# Task objective
Arrange the rows as a numbered list, skipping blank lines, covering everything from the line containing "cruise ship blue" down to the line containing "[(1239, 796)]", both included.
+++ Exercise inputs +++
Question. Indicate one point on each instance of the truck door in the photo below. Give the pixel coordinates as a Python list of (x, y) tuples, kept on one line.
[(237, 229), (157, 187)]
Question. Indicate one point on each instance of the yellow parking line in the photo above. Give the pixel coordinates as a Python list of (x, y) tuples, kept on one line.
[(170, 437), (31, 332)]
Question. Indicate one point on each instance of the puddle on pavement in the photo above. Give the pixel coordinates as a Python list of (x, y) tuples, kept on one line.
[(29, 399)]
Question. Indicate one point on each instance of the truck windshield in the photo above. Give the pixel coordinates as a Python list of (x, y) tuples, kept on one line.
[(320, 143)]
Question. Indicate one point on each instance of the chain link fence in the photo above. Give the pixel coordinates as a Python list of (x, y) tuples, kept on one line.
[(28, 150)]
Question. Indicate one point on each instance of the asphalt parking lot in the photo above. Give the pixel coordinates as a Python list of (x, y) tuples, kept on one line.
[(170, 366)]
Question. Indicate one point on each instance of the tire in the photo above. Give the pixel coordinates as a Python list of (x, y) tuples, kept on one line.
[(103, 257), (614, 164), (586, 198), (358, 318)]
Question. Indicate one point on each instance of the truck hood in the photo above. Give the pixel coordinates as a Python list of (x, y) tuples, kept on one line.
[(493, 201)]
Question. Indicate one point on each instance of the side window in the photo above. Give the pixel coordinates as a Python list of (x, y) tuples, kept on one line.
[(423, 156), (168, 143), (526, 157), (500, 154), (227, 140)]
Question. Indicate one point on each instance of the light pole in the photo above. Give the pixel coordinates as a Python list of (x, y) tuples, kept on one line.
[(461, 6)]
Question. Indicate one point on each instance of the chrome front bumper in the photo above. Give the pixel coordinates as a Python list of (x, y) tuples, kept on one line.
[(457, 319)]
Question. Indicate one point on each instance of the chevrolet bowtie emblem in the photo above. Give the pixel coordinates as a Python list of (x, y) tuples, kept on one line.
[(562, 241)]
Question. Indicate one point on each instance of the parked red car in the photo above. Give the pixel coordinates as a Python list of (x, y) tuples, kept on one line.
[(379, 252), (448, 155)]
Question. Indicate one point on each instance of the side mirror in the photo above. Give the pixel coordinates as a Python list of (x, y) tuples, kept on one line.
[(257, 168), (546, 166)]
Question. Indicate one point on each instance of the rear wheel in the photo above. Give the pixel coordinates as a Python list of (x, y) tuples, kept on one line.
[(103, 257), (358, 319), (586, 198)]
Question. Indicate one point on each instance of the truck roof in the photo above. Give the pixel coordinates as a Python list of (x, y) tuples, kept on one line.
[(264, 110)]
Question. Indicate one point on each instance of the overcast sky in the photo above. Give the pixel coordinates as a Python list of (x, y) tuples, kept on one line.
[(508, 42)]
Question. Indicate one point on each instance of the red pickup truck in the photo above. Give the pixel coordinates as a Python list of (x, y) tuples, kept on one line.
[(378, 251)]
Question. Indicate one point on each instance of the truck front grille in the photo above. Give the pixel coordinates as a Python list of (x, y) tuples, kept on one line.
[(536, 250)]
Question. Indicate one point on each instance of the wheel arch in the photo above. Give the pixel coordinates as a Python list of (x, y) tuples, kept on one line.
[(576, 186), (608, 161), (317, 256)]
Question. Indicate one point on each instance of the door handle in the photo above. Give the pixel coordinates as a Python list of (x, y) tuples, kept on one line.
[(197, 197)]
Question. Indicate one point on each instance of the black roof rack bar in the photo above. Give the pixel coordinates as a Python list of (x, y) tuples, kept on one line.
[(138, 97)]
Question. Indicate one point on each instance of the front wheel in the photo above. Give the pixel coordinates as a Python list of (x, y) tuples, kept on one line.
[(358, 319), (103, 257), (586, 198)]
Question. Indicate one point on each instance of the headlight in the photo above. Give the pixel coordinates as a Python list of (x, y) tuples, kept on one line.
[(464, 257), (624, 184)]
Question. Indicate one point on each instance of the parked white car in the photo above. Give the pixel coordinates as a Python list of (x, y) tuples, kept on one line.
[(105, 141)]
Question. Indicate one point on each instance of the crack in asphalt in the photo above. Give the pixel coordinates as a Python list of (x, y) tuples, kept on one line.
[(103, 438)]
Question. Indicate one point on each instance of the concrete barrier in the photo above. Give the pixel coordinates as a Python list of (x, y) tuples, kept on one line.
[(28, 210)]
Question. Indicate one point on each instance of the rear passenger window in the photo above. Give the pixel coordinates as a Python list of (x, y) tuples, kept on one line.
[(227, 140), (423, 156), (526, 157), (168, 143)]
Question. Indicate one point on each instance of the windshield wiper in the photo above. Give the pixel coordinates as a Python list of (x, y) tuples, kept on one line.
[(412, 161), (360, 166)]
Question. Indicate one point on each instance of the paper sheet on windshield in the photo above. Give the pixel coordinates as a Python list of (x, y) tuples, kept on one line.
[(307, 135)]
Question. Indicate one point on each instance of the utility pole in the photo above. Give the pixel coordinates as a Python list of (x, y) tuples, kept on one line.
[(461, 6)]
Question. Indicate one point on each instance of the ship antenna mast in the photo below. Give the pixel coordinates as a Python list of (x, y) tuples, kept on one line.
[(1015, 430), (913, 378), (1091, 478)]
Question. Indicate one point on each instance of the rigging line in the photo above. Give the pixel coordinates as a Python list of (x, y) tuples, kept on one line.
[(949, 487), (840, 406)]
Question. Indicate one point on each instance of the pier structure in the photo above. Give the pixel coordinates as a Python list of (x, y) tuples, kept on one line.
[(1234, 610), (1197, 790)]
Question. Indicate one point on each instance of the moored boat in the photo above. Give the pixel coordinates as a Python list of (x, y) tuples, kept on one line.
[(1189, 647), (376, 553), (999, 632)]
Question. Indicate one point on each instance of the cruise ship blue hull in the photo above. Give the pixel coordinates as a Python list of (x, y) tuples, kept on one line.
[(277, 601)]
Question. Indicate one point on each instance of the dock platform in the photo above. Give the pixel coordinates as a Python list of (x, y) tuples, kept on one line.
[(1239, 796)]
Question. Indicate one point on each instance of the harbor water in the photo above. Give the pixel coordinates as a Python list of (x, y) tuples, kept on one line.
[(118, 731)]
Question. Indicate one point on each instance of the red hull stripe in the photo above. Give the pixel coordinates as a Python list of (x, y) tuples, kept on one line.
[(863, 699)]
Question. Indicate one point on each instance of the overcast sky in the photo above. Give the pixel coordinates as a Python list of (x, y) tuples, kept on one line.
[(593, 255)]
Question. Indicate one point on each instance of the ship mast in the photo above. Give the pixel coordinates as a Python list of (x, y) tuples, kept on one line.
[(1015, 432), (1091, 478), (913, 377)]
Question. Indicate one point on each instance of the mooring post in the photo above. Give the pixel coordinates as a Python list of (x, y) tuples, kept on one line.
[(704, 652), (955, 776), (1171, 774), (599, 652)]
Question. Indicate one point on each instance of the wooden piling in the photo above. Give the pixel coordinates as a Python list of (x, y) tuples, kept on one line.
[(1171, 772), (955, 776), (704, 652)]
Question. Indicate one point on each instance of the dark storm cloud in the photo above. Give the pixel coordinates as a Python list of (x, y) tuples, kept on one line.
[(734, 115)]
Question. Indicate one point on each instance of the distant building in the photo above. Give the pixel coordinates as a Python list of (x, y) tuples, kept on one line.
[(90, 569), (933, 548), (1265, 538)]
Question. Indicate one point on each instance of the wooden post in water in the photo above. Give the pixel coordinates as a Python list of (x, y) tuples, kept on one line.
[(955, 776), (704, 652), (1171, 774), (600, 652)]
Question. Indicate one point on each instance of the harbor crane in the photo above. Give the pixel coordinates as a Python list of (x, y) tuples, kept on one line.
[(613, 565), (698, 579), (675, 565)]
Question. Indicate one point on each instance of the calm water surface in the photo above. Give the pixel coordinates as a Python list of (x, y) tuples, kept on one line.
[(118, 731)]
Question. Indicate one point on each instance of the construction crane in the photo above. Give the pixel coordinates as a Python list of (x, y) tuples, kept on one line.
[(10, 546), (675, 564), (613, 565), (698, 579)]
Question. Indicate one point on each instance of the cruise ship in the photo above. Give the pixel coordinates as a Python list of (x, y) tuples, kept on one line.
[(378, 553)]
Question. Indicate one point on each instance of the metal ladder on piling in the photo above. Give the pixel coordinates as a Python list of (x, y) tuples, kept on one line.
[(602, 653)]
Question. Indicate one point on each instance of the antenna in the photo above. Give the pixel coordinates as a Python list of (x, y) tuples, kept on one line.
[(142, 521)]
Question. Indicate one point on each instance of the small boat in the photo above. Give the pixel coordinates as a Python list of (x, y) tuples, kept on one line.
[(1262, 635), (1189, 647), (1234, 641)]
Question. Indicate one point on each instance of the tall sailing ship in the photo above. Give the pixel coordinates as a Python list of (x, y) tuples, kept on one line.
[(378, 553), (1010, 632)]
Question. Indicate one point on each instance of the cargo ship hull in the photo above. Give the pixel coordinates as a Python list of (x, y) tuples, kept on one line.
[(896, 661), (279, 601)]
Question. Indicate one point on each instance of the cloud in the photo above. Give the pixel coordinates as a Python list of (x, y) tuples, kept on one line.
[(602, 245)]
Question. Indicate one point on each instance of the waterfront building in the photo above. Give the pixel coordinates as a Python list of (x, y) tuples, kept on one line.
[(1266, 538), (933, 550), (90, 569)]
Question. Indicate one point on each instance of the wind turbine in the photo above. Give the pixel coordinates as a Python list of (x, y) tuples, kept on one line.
+++
# Exercise response
1. Question. Indicate one point on each instance of the cruise ship blue hull in the photo above. Give the pixel coordinates as a Python list of (x, y) tuples, kept on one line.
2. [(277, 601)]
3. Question. Indicate one point on each instance of the dock platform in the photo above. Give the pixel coordinates as a Python list of (x, y) tuples, kept on one line.
4. [(1239, 796)]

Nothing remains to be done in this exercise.